--- start DATASET RECORDS ---

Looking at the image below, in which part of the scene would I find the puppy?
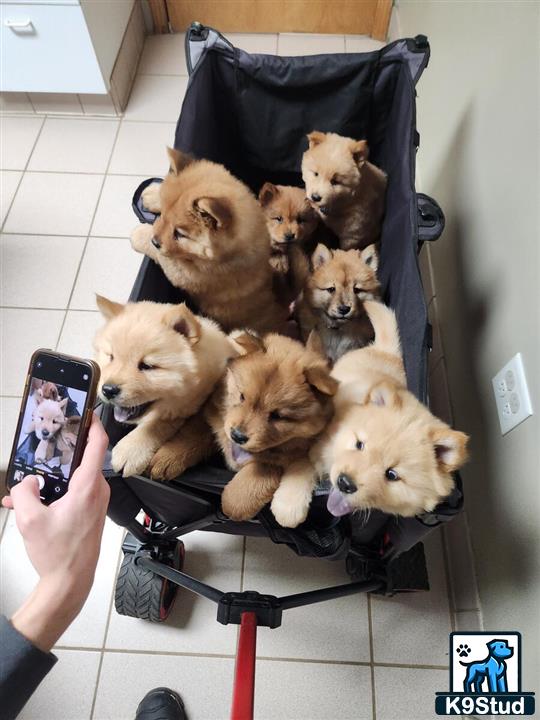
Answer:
[296,245,380,363]
[94,296,236,477]
[150,333,337,520]
[28,396,68,463]
[302,131,387,250]
[272,301,468,527]
[131,149,287,331]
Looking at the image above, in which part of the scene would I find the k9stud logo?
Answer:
[435,632,535,716]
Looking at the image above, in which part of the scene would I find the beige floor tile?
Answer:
[0,308,65,396]
[94,652,234,720]
[58,310,103,358]
[0,394,23,472]
[0,514,124,648]
[138,33,188,75]
[0,116,43,170]
[255,660,372,720]
[0,93,34,113]
[371,530,451,665]
[18,650,100,720]
[225,33,278,55]
[4,172,103,235]
[0,235,85,309]
[345,35,384,52]
[375,667,448,720]
[244,538,370,662]
[106,532,243,654]
[109,122,176,177]
[0,170,22,223]
[28,118,118,173]
[125,75,187,122]
[29,93,83,115]
[90,175,148,238]
[278,33,345,57]
[70,238,143,310]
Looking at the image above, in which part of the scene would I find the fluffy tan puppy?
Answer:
[94,296,236,477]
[302,131,387,250]
[296,245,380,363]
[272,301,468,527]
[131,148,287,331]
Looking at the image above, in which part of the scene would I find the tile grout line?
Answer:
[0,118,46,233]
[55,118,123,350]
[89,536,124,720]
[367,593,377,720]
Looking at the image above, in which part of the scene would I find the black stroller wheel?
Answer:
[114,540,184,622]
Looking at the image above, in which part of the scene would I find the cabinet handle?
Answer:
[4,18,32,30]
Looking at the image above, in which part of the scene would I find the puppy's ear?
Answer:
[306,330,326,358]
[360,245,379,272]
[366,380,402,408]
[430,424,469,472]
[351,140,369,165]
[96,294,125,320]
[259,183,279,207]
[167,147,194,175]
[311,243,333,270]
[230,330,266,355]
[171,304,201,345]
[308,130,326,150]
[193,198,232,229]
[304,365,339,395]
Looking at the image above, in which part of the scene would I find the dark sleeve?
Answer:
[0,615,57,720]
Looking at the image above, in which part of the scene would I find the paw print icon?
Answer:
[456,645,471,657]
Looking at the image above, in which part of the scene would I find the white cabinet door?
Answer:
[0,3,107,93]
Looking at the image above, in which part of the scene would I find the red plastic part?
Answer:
[231,612,257,720]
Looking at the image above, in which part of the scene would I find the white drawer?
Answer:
[0,3,107,93]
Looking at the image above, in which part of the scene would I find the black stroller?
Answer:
[103,23,463,720]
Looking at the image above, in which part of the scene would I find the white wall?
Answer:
[393,0,540,692]
[80,0,135,88]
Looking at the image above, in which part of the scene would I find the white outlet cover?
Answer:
[491,353,533,435]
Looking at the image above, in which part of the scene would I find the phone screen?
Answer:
[7,353,95,503]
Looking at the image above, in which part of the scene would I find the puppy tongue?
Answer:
[231,442,253,465]
[114,405,131,422]
[326,488,352,517]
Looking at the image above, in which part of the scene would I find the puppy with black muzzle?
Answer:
[295,245,380,363]
[94,296,237,477]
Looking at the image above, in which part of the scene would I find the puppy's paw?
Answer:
[148,447,188,480]
[112,434,154,477]
[270,485,311,528]
[130,223,154,255]
[141,183,161,213]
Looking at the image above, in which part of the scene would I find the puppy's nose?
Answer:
[337,473,357,495]
[101,383,120,400]
[231,428,249,445]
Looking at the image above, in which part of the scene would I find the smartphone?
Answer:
[6,350,99,505]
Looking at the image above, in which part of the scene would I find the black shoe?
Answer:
[135,688,187,720]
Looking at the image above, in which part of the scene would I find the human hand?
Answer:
[2,416,110,650]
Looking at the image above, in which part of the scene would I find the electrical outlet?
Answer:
[491,353,533,435]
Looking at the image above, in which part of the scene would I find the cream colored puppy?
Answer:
[94,296,237,477]
[272,301,468,527]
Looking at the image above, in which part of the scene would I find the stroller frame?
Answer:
[102,23,463,720]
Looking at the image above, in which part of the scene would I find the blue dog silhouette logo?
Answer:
[456,639,514,693]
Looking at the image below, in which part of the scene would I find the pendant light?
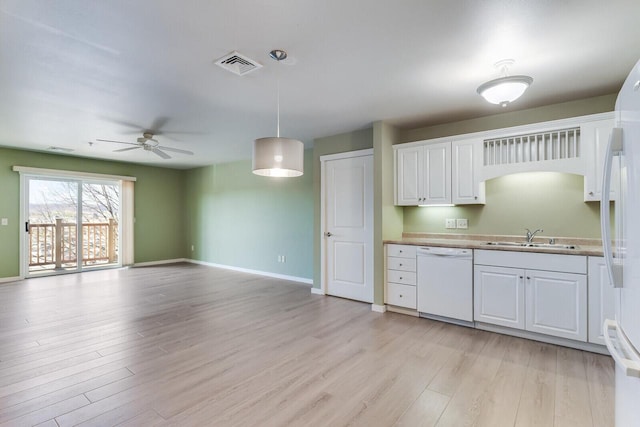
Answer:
[478,59,533,107]
[252,50,304,177]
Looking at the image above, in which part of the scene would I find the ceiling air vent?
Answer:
[215,50,262,76]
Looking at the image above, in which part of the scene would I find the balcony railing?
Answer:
[29,219,118,268]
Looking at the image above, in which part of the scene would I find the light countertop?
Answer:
[384,233,603,256]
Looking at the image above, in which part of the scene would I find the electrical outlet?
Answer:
[456,218,469,228]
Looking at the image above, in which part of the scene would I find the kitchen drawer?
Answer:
[387,245,416,258]
[387,257,416,271]
[387,270,416,286]
[387,283,416,309]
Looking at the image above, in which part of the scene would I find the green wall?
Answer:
[373,122,403,305]
[312,128,376,288]
[185,150,315,279]
[0,148,185,278]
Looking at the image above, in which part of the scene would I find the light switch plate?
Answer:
[456,218,469,228]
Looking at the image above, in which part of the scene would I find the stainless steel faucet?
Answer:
[525,228,544,243]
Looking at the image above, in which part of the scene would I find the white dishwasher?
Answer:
[416,247,473,325]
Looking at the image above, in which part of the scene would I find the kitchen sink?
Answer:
[486,242,578,249]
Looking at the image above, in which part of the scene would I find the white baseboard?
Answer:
[371,304,387,313]
[387,304,420,317]
[0,276,22,283]
[131,258,189,267]
[476,322,609,355]
[184,259,313,286]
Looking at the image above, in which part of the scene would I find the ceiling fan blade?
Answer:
[158,129,206,135]
[149,116,169,134]
[151,148,171,159]
[96,138,138,145]
[158,145,193,156]
[113,145,142,153]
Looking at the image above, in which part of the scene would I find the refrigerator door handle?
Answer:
[604,319,640,378]
[600,128,622,288]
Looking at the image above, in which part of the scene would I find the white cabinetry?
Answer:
[524,270,587,341]
[474,250,587,341]
[396,147,424,206]
[451,139,485,205]
[580,119,618,202]
[395,140,485,206]
[473,265,524,329]
[385,245,417,310]
[589,257,615,345]
[421,142,451,205]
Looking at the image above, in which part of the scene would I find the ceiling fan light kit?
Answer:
[252,49,304,178]
[478,59,533,107]
[96,131,193,160]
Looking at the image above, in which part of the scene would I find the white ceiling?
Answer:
[0,0,640,168]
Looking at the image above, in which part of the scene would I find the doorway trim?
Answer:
[314,148,375,295]
[12,166,137,279]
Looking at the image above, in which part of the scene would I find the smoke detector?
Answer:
[215,50,262,76]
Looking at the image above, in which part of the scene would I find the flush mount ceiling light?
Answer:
[253,50,304,177]
[478,59,533,107]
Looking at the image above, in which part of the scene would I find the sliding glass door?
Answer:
[25,178,80,275]
[24,176,121,276]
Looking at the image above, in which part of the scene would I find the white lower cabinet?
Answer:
[589,257,615,345]
[385,244,418,310]
[473,265,524,329]
[474,250,587,342]
[524,270,587,341]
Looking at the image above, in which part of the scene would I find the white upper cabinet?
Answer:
[395,140,485,206]
[393,113,618,206]
[451,139,485,205]
[395,147,424,206]
[580,119,618,202]
[420,142,451,205]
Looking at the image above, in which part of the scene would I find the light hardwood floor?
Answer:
[0,264,613,427]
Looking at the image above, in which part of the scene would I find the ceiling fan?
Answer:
[96,132,193,159]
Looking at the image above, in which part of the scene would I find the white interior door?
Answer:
[322,150,373,303]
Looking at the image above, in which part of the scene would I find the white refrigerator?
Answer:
[600,57,640,427]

--- end DATASET RECORDS ---

AIM OF THE EXERCISE: Write out all of the records above again, swapping "in which part of the scene would I find" for "where in the picture is" wherever it appears and keeping everything else the same. Leave the pictures out of your answer.

SOLUTION TO THIS PROBLEM:
Looking at the image below, where in the picture is the puppy?
Answer:
[296,245,380,363]
[94,296,236,477]
[150,333,337,520]
[28,396,68,463]
[302,131,387,250]
[272,301,468,527]
[131,149,287,331]
Looking at the image above, where in the picture is the k9stud logo?
Answer:
[435,632,535,716]
Looking at the image above, where in the picture is the beige floor tile?
Answer:
[0,308,65,396]
[94,652,234,720]
[58,310,103,358]
[0,394,23,472]
[0,514,124,648]
[138,33,188,75]
[0,116,43,170]
[255,660,372,720]
[0,93,34,113]
[371,530,451,665]
[18,650,100,720]
[225,33,278,55]
[4,172,103,235]
[0,235,85,309]
[345,35,384,52]
[375,667,448,720]
[244,538,370,662]
[106,532,243,654]
[109,122,176,177]
[0,170,22,223]
[28,118,118,173]
[125,75,187,122]
[29,93,83,115]
[90,175,148,238]
[278,33,345,57]
[70,238,143,310]
Looking at the image above, where in the picture is the fluffy tan puppy?
Answer:
[94,296,236,477]
[302,131,387,250]
[296,245,380,363]
[272,301,468,527]
[131,148,287,331]
Looking at the image above, where in the picture is the tile grout line?
Answer:
[0,118,46,233]
[55,118,123,350]
[89,536,124,720]
[367,593,377,720]
Looking at the image above, where in the picture is the black stroller wheel?
Answer:
[114,540,184,622]
Looking at the image above, where in the picture is the cabinet handle?
Answer:
[4,18,32,30]
Looking at the image above, where in the picture is the puppy's ear?
Answer:
[306,330,326,358]
[360,245,379,272]
[366,380,402,408]
[430,424,469,472]
[351,140,369,165]
[96,294,125,320]
[259,183,279,207]
[167,147,194,175]
[311,243,333,270]
[230,330,266,355]
[171,304,201,345]
[308,130,326,150]
[193,198,232,229]
[304,365,339,395]
Looking at the image above, where in the picture is the dark sleeve?
Answer:
[0,615,57,720]
Looking at the image above, where in the picture is the paw print icon?
Answer:
[456,645,471,657]
Looking at the image above, where in the picture is the white cabinet door?
Answer:
[0,3,107,93]
Looking at the image above, where in the picture is the red plastic part?
Answer:
[231,612,257,720]
Looking at the image above, where in the picture is the white drawer?
Answer:
[0,3,107,93]
Looking at the image above, where in the picture is the black stroller?
Answer:
[103,23,463,720]
Looking at the image above, where in the picture is the white wall?
Answer:
[393,0,540,692]
[80,0,135,88]
Looking at the image above, where in the picture is the white outlet cover?
Answer:
[491,353,533,435]
Looking at the image above, where in the picture is the phone screen?
Answer:
[7,353,95,503]
Looking at the image above, where in the picture is the puppy tongue?
Answer:
[231,442,253,465]
[114,405,131,422]
[326,488,352,517]
Looking at the image above, where in the picture is the puppy with black muzzle?
Answer:
[295,245,380,363]
[94,296,237,477]
Looking at the image above, where in the picture is the puppy's paw?
Answer:
[148,447,188,480]
[112,434,154,477]
[270,485,311,528]
[130,223,154,255]
[141,183,161,213]
Looking at the image above, where in the picture is the puppy's nose?
Answer:
[337,473,357,495]
[101,383,120,400]
[231,428,249,445]
Looking at the image above, where in the picture is the smartphone?
Answer:
[6,350,99,505]
Looking at the image above, where in the picture is the black shoe?
Answer:
[135,688,187,720]
Looking at the image above, where in the picture is the human hand?
Answer:
[2,416,110,650]
Looking at the image above, where in the picture is the electrical outlet?
Answer:
[491,353,533,435]
Looking at the image above, where in the picture is the cream colored puppy?
Answer:
[94,296,237,477]
[272,301,468,527]
Looking at the image above, where in the picture is the stroller frame?
Answer:
[102,23,463,720]
Looking at the image above, where in the picture is the blue dog silhouette logo?
Answer:
[456,639,514,693]
Looking at the image below, where in the picture is the pendant light?
Answer:
[478,59,533,107]
[252,50,304,177]
Looking at the image above, where in the picture is the ceiling air vent?
Answer:
[215,50,262,76]
Looking at the image above, where in the picture is the balcony railing?
Answer:
[29,219,118,268]
Looking at the image above, where in the picture is the light countertop?
Answer:
[384,233,603,256]
Looking at the image above, where in the picture is the electrical outlet?
Answer:
[456,218,469,228]
Looking at the image above, where in the picture is the kitchen drawer?
Answer:
[387,245,416,258]
[387,257,416,271]
[387,270,416,286]
[387,283,416,309]
Looking at the image above, where in the picture is the green wall?
Answer:
[373,122,403,305]
[312,128,376,288]
[185,150,315,279]
[0,148,185,278]
Looking at the image above, where in the picture is the light switch plate?
Answer:
[456,218,469,228]
Looking at the image above, where in the picture is the stainless steel faucet?
Answer:
[525,228,544,243]
Looking at the image above, where in the picture is the white dishwasher?
Answer:
[416,247,473,325]
Looking at the image above, where in the picture is the kitchen sink?
Answer:
[486,242,578,249]
Looking at the image above, where in the picture is the white baseboard?
Answer:
[371,304,387,313]
[387,304,420,317]
[0,276,22,283]
[131,258,189,267]
[476,322,609,355]
[184,259,313,286]
Looking at the image above, where in the picture is the ceiling fan blade?
Answer:
[158,129,206,135]
[149,116,169,134]
[151,148,171,159]
[96,138,138,145]
[158,145,193,156]
[113,145,142,153]
Looking at the image above, where in the picture is the refrigerator door handle?
Answer:
[604,319,640,378]
[600,128,622,288]
Looking at the image above, where in the picture is the white cabinetry?
Answer:
[524,270,587,341]
[474,250,587,341]
[396,147,424,206]
[451,139,485,205]
[580,119,618,202]
[395,140,485,206]
[473,265,524,329]
[385,245,417,310]
[589,257,615,345]
[421,142,451,205]
Looking at the image above, where in the picture is the ceiling fan light kit?
Answer:
[252,49,304,178]
[478,59,533,107]
[96,131,193,160]
Looking at the image above, where in the picture is the white ceiling?
Answer:
[0,0,640,168]
Looking at the image above, where in the picture is the doorway trim?
Answer:
[314,148,375,295]
[12,166,137,279]
Looking at the image above, where in the picture is the smoke detector?
Answer:
[215,50,262,76]
Looking at the image above, where in the picture is the flush mount ceiling light?
Answer:
[253,50,304,177]
[478,59,533,107]
Looking at the image above, where in the picture is the sliding glass door?
Answer:
[25,178,80,275]
[24,176,121,276]
Looking at the image above, where in the picture is the white lower cabinet?
Answer:
[589,257,615,345]
[385,244,418,310]
[473,265,524,329]
[474,250,587,342]
[524,270,587,341]
Looking at the image above, where in the picture is the white upper cabinet?
Answer:
[395,140,485,206]
[393,113,618,206]
[451,139,485,205]
[395,147,424,206]
[580,119,618,202]
[420,142,451,205]
Looking at the image above, where in the picture is the light hardwood floor?
Answer:
[0,264,613,427]
Looking at the image above, where in the picture is the ceiling fan?
Answer:
[96,132,193,159]
Looking at the image above, where in the picture is the white interior door?
Answer:
[322,150,373,303]
Looking at the image above, where in the picture is the white refrigerator?
Answer:
[600,57,640,427]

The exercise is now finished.